(Problem to work on):
Write the records out again exactly, but without pictures.

(Recorded information):

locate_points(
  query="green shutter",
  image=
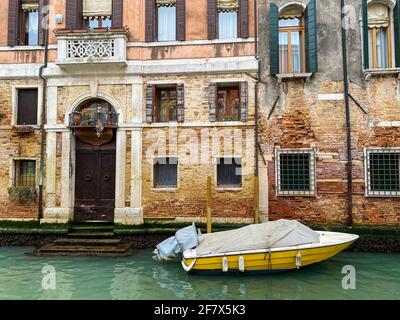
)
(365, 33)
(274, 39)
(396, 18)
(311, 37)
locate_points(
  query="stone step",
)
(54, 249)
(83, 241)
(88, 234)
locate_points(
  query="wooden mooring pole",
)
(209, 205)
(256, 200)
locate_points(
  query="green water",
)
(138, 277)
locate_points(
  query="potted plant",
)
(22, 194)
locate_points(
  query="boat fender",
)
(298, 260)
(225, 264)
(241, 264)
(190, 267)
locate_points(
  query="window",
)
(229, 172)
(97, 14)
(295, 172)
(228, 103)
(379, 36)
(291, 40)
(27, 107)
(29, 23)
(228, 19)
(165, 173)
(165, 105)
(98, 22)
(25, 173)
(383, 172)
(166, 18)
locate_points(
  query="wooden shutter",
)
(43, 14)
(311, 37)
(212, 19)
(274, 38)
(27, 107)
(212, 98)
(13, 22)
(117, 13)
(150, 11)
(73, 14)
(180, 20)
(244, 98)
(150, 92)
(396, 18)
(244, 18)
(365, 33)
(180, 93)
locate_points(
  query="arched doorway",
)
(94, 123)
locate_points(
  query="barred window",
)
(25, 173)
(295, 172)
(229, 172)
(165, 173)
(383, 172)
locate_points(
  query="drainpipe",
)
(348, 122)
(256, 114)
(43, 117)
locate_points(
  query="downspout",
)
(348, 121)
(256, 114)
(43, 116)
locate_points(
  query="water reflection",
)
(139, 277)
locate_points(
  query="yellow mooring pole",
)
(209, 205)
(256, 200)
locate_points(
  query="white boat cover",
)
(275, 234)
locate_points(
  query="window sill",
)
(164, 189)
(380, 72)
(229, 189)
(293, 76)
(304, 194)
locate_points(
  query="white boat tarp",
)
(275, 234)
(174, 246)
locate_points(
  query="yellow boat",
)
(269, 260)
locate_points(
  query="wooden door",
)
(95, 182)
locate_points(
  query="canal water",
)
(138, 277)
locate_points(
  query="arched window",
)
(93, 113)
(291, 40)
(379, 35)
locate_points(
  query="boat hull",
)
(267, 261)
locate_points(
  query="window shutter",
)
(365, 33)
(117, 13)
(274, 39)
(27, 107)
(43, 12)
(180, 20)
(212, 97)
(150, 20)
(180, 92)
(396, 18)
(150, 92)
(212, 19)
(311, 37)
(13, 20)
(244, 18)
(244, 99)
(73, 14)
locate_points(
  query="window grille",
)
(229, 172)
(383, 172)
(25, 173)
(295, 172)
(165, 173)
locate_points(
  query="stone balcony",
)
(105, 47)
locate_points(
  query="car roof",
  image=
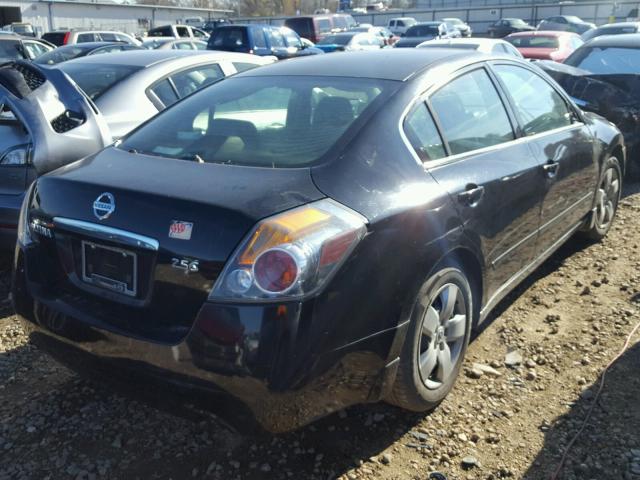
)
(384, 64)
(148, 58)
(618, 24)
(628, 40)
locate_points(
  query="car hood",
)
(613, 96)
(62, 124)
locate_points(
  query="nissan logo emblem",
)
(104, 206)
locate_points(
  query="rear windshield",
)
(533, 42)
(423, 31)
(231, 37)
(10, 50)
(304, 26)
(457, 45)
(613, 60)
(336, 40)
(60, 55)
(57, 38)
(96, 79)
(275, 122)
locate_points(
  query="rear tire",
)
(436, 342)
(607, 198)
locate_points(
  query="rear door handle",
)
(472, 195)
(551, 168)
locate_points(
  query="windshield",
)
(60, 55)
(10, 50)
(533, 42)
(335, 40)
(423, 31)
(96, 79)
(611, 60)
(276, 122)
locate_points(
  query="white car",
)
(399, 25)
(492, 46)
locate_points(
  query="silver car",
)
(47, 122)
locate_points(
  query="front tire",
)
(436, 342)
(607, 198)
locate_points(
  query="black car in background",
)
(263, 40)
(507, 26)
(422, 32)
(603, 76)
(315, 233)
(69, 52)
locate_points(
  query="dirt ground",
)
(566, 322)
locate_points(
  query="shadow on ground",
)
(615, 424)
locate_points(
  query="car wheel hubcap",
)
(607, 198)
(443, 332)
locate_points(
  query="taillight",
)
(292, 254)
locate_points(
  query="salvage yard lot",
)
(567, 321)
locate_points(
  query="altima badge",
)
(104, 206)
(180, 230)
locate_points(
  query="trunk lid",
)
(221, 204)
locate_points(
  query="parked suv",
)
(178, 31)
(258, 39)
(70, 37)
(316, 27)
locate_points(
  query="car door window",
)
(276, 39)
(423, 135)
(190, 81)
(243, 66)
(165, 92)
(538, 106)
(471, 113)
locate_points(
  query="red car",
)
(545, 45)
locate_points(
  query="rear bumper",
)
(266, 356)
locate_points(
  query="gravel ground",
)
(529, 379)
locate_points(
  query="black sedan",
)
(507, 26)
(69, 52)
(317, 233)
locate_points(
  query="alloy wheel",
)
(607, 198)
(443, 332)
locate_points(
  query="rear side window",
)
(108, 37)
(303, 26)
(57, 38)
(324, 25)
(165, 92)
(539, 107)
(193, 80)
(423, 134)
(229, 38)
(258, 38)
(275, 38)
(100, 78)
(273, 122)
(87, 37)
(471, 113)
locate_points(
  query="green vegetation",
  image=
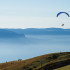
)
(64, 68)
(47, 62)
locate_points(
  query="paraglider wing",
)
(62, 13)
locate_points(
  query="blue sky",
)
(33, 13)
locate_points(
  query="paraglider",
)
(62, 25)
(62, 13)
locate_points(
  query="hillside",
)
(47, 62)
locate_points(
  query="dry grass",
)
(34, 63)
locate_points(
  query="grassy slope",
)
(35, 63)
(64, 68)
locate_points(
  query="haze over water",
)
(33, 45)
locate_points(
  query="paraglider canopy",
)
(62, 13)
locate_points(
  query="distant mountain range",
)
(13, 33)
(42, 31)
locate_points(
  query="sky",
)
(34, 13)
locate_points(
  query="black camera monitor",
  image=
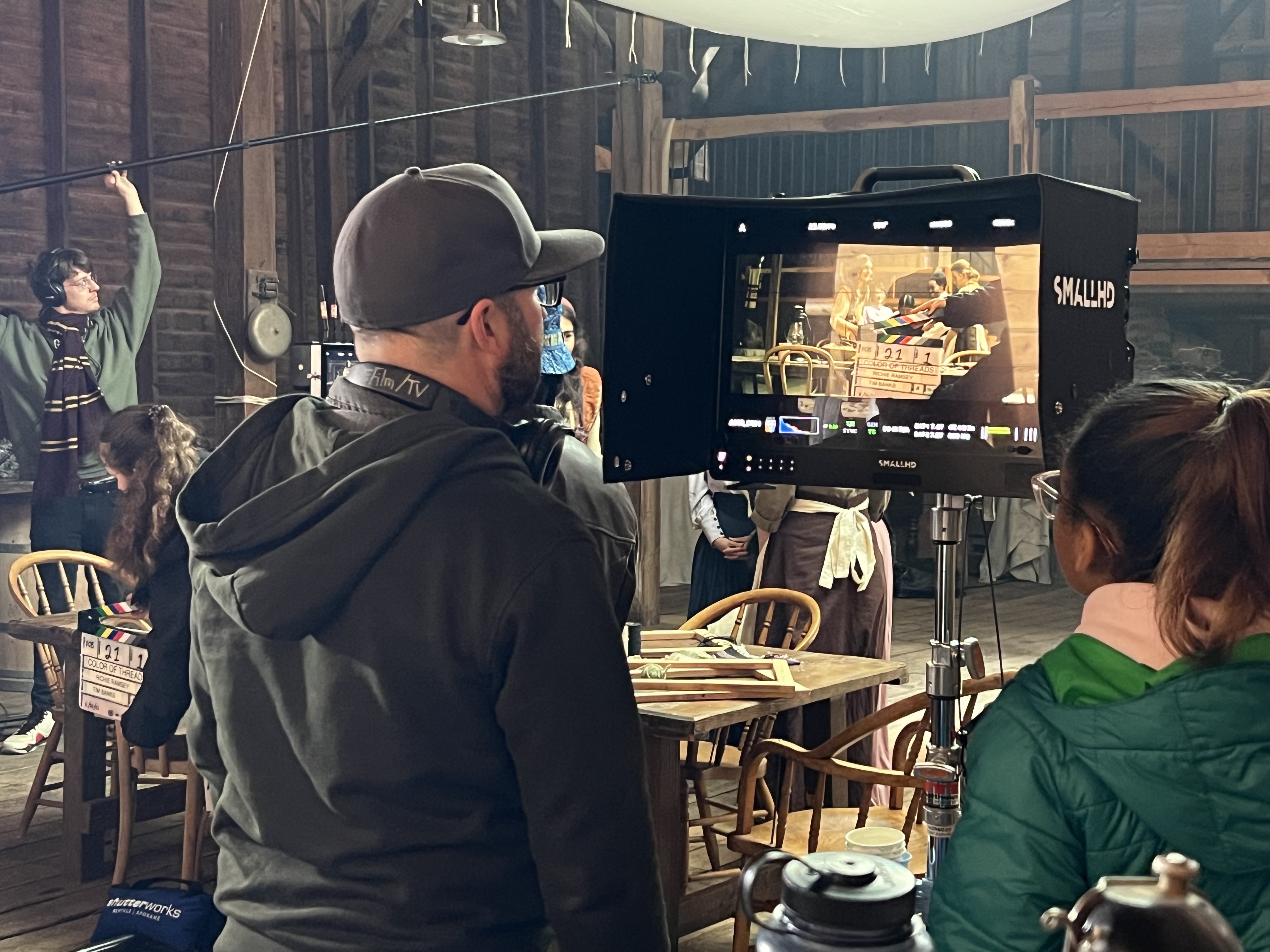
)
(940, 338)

(Response to this task):
locate_points(
  query="green shutter",
  image=
)
(365, 33)
(274, 39)
(396, 18)
(311, 37)
locate_points(
  query="stone step",
)
(54, 249)
(83, 241)
(88, 234)
locate_points(
  query="wooden mooring pole",
)
(209, 205)
(256, 200)
locate_points(
  query="green water",
)
(138, 277)
locate_points(
  query="potted plant",
)
(22, 194)
locate_points(
  query="boat fender",
)
(298, 260)
(225, 264)
(241, 264)
(190, 267)
locate_points(
  query="window",
)
(229, 172)
(97, 14)
(295, 172)
(228, 103)
(379, 36)
(291, 40)
(27, 107)
(29, 23)
(228, 19)
(165, 173)
(165, 105)
(98, 22)
(25, 173)
(383, 172)
(166, 18)
locate_points(
  query="wooden shutter",
)
(43, 14)
(311, 37)
(212, 19)
(274, 38)
(27, 107)
(212, 98)
(13, 22)
(117, 13)
(150, 11)
(73, 14)
(180, 20)
(244, 98)
(150, 92)
(396, 18)
(244, 18)
(365, 33)
(180, 93)
locate_points(
  query="arched doorway",
)
(94, 123)
locate_points(
  query="barred window",
)
(25, 173)
(295, 172)
(229, 172)
(165, 173)
(383, 172)
locate_points(
  query="drainpipe",
)
(348, 122)
(256, 114)
(43, 117)
locate_points(
  query="downspout",
)
(348, 121)
(256, 114)
(43, 116)
locate_points(
  query="water reflection",
)
(139, 277)
locate_points(
  query="yellow mooring pole",
)
(209, 205)
(256, 200)
locate_points(
  query="white boat cover",
)
(275, 234)
locate_points(
  query="window sill",
)
(164, 189)
(380, 72)
(229, 189)
(293, 76)
(304, 194)
locate_points(
  query="white boat tarp",
)
(275, 234)
(174, 246)
locate_points(
  query="yellow boat",
)
(269, 260)
locate_points(
  query="wooden door",
)
(95, 182)
locate_points(
  query="canal water",
)
(138, 277)
locate_points(
  query="arched window",
)
(93, 113)
(291, 40)
(379, 35)
locate_points(
  query="boat hull",
)
(267, 261)
locate_points(
  query="window shutter",
)
(365, 33)
(117, 13)
(274, 39)
(27, 107)
(43, 12)
(180, 20)
(212, 97)
(150, 20)
(180, 92)
(396, 18)
(150, 92)
(212, 19)
(311, 37)
(13, 20)
(244, 18)
(244, 99)
(73, 14)
locate_points(
  query="window grille",
)
(229, 172)
(383, 172)
(25, 173)
(295, 172)
(165, 173)
locate_points(
  query="stone balcony",
)
(105, 47)
locate_points(
  query="car roof",
  image=
)
(384, 64)
(148, 58)
(618, 24)
(628, 40)
locate_points(
  query="car hood",
)
(613, 96)
(62, 124)
locate_points(
  query="nissan logo emblem",
)
(104, 206)
locate_points(
  query="rear windshield",
)
(533, 42)
(423, 31)
(231, 37)
(10, 50)
(304, 26)
(457, 45)
(613, 60)
(336, 40)
(60, 55)
(57, 38)
(96, 79)
(275, 122)
locate_points(
  query="rear tire",
)
(436, 342)
(607, 198)
locate_points(
  query="rear door handle",
)
(472, 195)
(551, 168)
locate_points(
  query="windshield",
)
(60, 55)
(10, 50)
(533, 42)
(335, 40)
(423, 31)
(96, 79)
(611, 60)
(276, 122)
locate_points(
  query="white car",
)
(399, 25)
(492, 46)
locate_points(
  query="silver car",
)
(47, 122)
locate_points(
  query="front tire",
)
(436, 342)
(607, 198)
locate_points(
  query="black car in background",
)
(263, 40)
(507, 26)
(422, 32)
(603, 76)
(315, 233)
(69, 52)
locate_points(
  query="dirt ground",
)
(566, 322)
locate_points(
  query="shadow on ground",
)
(615, 424)
locate_points(
  query="car wheel hubcap",
)
(607, 198)
(443, 332)
locate_points(
  query="taillight",
)
(292, 254)
locate_points(
  query="salvage yard lot",
)
(567, 321)
locate_points(
  query="altima badge",
)
(104, 206)
(180, 230)
locate_points(
  query="trunk lid",
)
(221, 204)
locate_points(
  query="parked suv",
)
(178, 31)
(258, 39)
(70, 37)
(316, 27)
locate_points(
  query="car door window",
)
(276, 39)
(423, 135)
(190, 81)
(243, 66)
(165, 92)
(538, 106)
(471, 113)
locate_points(
  query="red car",
)
(545, 45)
locate_points(
  query="rear bumper",
)
(266, 356)
locate_points(
  query="gravel ground",
)
(529, 379)
locate_points(
  query="black sedan",
)
(507, 26)
(69, 52)
(317, 233)
locate_points(
  query="alloy wheel",
)
(607, 198)
(443, 332)
locate_points(
  query="rear side window",
)
(108, 37)
(303, 26)
(57, 38)
(324, 25)
(165, 92)
(539, 107)
(193, 80)
(423, 134)
(229, 38)
(258, 38)
(275, 38)
(100, 78)
(273, 122)
(87, 37)
(471, 113)
locate_points(
  query="green vegetation",
  image=
)
(64, 68)
(47, 62)
locate_points(
  query="paraglider wing",
)
(62, 13)
locate_points(
  query="blue sky",
)
(33, 13)
locate_points(
  query="paraglider",
)
(62, 25)
(62, 13)
locate_points(
  query="hillside",
)
(47, 62)
locate_points(
  query="dry grass",
)
(34, 63)
locate_points(
  query="grassy slope",
)
(35, 63)
(64, 68)
locate_points(
  query="haze over water",
)
(33, 45)
locate_points(
  query="paraglider canopy",
)
(62, 13)
locate_points(
  query="distant mountain range",
)
(13, 33)
(42, 31)
locate_points(
  query="sky",
)
(34, 13)
locate_points(
  query="black camera monitor",
  image=
)
(940, 338)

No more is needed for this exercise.